__FRAGMENTO PARA LEER__
Solía yo relacionarme y visitar, con miedo y prudencia, a otros salesianos, para desahogarme, cambiar impresiones y…confesarme. Así pude enterarme de la muerte de algunos de nuestros mártires, cuya suerte envidiaba y temía a la vez.
 
Y una tarde, la del 6 de septiembre, llegó la hora de la prueba. Sucedió así. En compañía de otro salesiano, don José Villalva, estudiante de Teología, decidí salir a la calle. Si era peligroso permanecer en casa por las inesperadas y siempre molestas visitas de la policía, lo era también pasear por las calles madrileñas. Decidimos mi amigo y yo ir al cine. Proyectaban Morena Clara en el Capitol de la Gran Vía, un tanto folklórica, pero que gozaba del fervor popular.

__EXTRACTO DE DATOS__

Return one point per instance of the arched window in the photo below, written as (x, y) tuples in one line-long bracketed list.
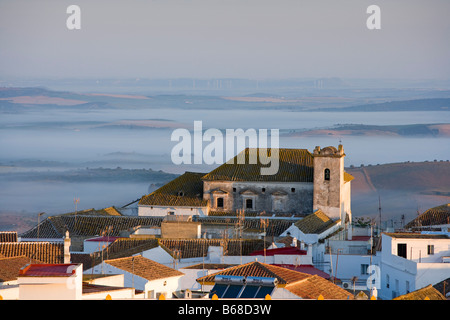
[(248, 203), (327, 174), (219, 202)]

__CONSIGNA__
Reproduce sin cambiar nada la parte del relato sobre los salesianos que empieza con las palabras que contienen "Y una tarde, la" y termina con "gozaba del fervor popular.".

__RESPUESTA COMPLETA__
Y una tarde, la del 6 de septiembre, llegó la hora de la prueba. Sucedió así. En compañía de otro salesiano, don José Villalva, estudiante de Teología, decidí salir a la calle. Si era peligroso permanecer en casa por las inesperadas y siempre molestas visitas de la policía, lo era también pasear por las calles madrileñas. Decidimos mi amigo y yo ir al cine. Proyectaban Morena Clara en el Capitol de la Gran Vía, un tanto folklórica, pero que gozaba del fervor popular.